2018 is quickly approaching: Top 4 health IT trends
It’s that time of year again! If you’re anything like me, you’re juggling holiday shopping and celebrations with work, family and friends. Whether in your personal life or at the office, you may also be reflecting on how fast the year has gone by and what’s changed – and anticipating what’s to come in the year ahead.
In the health IT world, there’s some pretty exciting happenings in store for 2018. Ready or not, here are the top 4 health IT trends to watch out for:
1. Data, data and more data. Healthcare data is growing faster than any other industry, especially as new technology arises. Digital mobile engagement is increasing as patients report more data through mobile and other personal devices and are interested in capturing that information. Providers are then able to access the patient information to use in their care plans. The good news for 2018 is more patients, providers and organizations will be using this data for even more improvements. For example, by 2019, more than 50 percent of life science and healthcare companies will be accessing, sharing and analyzing real-world data to better inform providers and patients on care. It will also be prioritized to help combat the opioid epidemic.
2. The evolution of the Internet of Things (IoT). IoT has brought many benefits to healthcare for improving patient health and safety. We’re at the cusp of IoT-enabled asset tracking and inventory management being used by hospitals to aggregate and integrate data. This holds the promise of increased operational efficiencies and staff satisfaction. Yet, at the same time IoT also brings its challenges as more connectivity to medical devices allows greater opportunity for security to be compromised. As it is, IDC’s WorldWide Healthcare IT 2017 Predictions cites ransomware attacks on healthcare organizations to double by 2018. Keep an eye out as IoT evolves in the next year.

• • • • •

● WHAT TO PRODUCE
According to the health IT trends text, what share of life science and healthcare companies will be accessing, sharing and analyzing real-world data by 2019?

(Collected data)
• • • • •

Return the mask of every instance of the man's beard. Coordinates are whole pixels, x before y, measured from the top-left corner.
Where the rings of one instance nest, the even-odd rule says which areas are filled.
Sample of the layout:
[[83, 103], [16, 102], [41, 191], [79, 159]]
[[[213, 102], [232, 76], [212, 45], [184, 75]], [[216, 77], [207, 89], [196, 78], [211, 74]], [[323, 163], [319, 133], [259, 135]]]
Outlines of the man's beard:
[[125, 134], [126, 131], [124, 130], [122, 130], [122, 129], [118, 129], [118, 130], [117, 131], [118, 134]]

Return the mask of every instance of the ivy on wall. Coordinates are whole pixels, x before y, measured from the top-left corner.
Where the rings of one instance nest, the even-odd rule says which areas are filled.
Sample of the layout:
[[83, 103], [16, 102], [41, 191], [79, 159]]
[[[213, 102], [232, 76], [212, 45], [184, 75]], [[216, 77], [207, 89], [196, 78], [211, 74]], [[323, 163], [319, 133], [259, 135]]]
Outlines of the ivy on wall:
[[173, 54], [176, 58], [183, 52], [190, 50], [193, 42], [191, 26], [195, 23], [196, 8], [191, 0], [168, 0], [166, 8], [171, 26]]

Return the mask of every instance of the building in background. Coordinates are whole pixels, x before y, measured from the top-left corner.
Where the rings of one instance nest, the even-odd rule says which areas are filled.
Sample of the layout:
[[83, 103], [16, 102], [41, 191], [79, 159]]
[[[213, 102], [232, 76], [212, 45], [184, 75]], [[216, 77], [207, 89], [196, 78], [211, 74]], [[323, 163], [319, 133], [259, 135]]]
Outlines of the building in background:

• • • • •

● FINAL ANSWER
More than 50 percent.